**Extrait du texte**
# # # #

Premièrement, cet état psychologique optimal survient lorsque l’athlète perçoit ses compétences personnelles comme égales au défi fixé, et simultanément élevées pour être motivantes (Jackson & Csikszentmihalyi, 1999). Cet équilibre peut par exemple être ressenti lors d’une compétition où les adversaires sont jugés comme étant de niveau égal ou légèrement supérieur, ou lorsqu’une compétition s’avère décisive pour une qualification. Le Flow peut être ressenti quel que soit le niveau sportif et n’est pas réservé aux sportifs de haut niveau (Csikszentmihalyi, 1992 ; Stein, Kimiecik, Daniels & Jackson, 1995).

Deuxièmement, le Flow est ressenti lorsqu’un athlète est complètement immergé dans la réalisation de sa performance (Jackson & Roberts, 1992).

Troisièmement, en compétition il semble plus probable de ressentir le Flow lorsque les mouvements se déclenchent de manière automatique et à un niveau exceptionnel (en référence au niveau personnel de l’athlète) (Erikson, 1996). Le sportif vit alors un état de fonctionnement optimal.

Qu’il soit appelé Flow ou pic de performance[1], cet état de fonctionnement optimal survient immédiatement avant et pendant l’action (Singer, 2002). C’est donc un état vers lequel tendent les athlètes de haut niveau car il semble que la recherche de l’atteinte de l’état de Flow de manière régulière soit un élément favorisant la maîtrise d’une action complexe (Jackson, 1992). En effet, en état de Flow, le sportif semble pouvoir réaliser sa performance dans des conditions extrêmement favorables regroupant par exemple la concentration, l’automatisation des gestes, le plaisir, la sensation d’équilibre entre le défi et ses habiletés. Jackson et Csikszentmihalyi (1999) montrent que l’expérience du Flow est très enrichissante et que certains athlètes cherchent à la prolonger afin de rester à un niveau de performance très élevé.



Time flies when you’re having fun

De longue date, la plupart des tentatives d'explications du comportement individuel des utilisateurs de technologies de l'information et de la communication (TIC) ont tendance à se concentrer essentiellement sur les croyances de maîtrise instrumentale, pour comprendre leurs intentions d'usage des TIC. Cependant, des travaux récents dans le champ de la psychologie positive (Seligman, 1998 ; Seligman & Csikszentmihalyi, 2000) suggèrent que dans l'expérience globale avec la technologie, des concepts comme l'enjouement et le Flow sont des variables explicatives potentiellement importantes dans les théories d’acceptation de l'usage des technologies (Agarwal & Karahanna, 2000). Choi, Kim et Kim (2007) ainsi que Pearce, Ainley et Howard (2005) font état du grand intérêt et du caractère prometteur des recherches concernant le Flow dans les environnements numériques. En effet, le Flow est une variable évoquée pour comprendre les expériences positives avec ordinateurs  (Ghani, 1995 ; Ghani & Deshpande, 1994 ; Ghani, Supnick & Rooney, 1991 ; Trevino & Webster, 1992 ; Webster, Trevino & Ryan, 1993), et plus récemment, pour ce qui concerne l'usage d'internet (Chen, 2000 ; Chen, Wigand & Nilan, 2000, 1999 ; Hoffman & Novak, 1996 ; Novak, Hoffman & Yung, 2000). Cette théorie a notamment été utilisée, afin de mieux appréhender l'absorption cognitive (Agarwal & Karahanna, 2000) pendant les activités d'exploration (Ghani, 1995 ; Ghani & Deshpande, 1994 ; Webster & al., 1993), de communication (Trevino & Webster, 1992), et d'apprentissage (Ghani, 1995).

# # # #

**Bloc de données**
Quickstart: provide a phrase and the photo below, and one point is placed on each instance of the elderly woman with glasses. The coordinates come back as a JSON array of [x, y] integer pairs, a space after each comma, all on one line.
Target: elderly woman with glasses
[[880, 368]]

# # # #

**Exercices à réaliser**
1) Répondez brièvement aux questions suivantes à partir du texte sur le Flow.
(a) Le Flow est-il réservé aux sportifs de haut niveau ?
(b) D'après Singer (2002), à quel moment survient l'état de fonctionnement optimal ?
(c) Lors de quelles activités la théorie du Flow a-t-elle servi à mieux appréhender l'absorption cognitive ?
2) Selon le texte sur le Flow, pourquoi les athlètes de haut niveau tendent-ils vers l'état de Flow ? Répondez en une à trois phrases.
3) Recopiez le passage du texte sur le Flow qui s'ouvre sur les mots « Troisièmement, en compétition » et se clôt sur « de fonctionnement optimal. ».
Les lignes constituent un matériau distinct du texte sur le Flow.

**Corrigé des exercices**
1)
(a) Non, le Flow peut être ressenti quel que soit le niveau sportif.
(b) Il survient immédiatement avant et pendant l'action.
(c) Lors des activités d'exploration, de communication et d'apprentissage.

2) Les athlètes de haut niveau tendent vers l'état de Flow parce que chercher à l'atteindre régulièrement semble favoriser la maîtrise d'une action complexe. En état de Flow, le sportif semble en effet pouvoir réaliser sa performance dans des conditions extrêmement favorables. Ces conditions réunissent par exemple la concentration, l'automatisation des gestes, le plaisir et l'équilibre entre le défi et ses habiletés.

3)
Troisièmement, en compétition il semble plus probable de ressentir le Flow lorsque les mouvements se déclenchent de manière automatique et à un niveau exceptionnel (en référence au niveau personnel de l’athlète) (Erikson, 1996). Le sportif vit alors un état de fonctionnement optimal.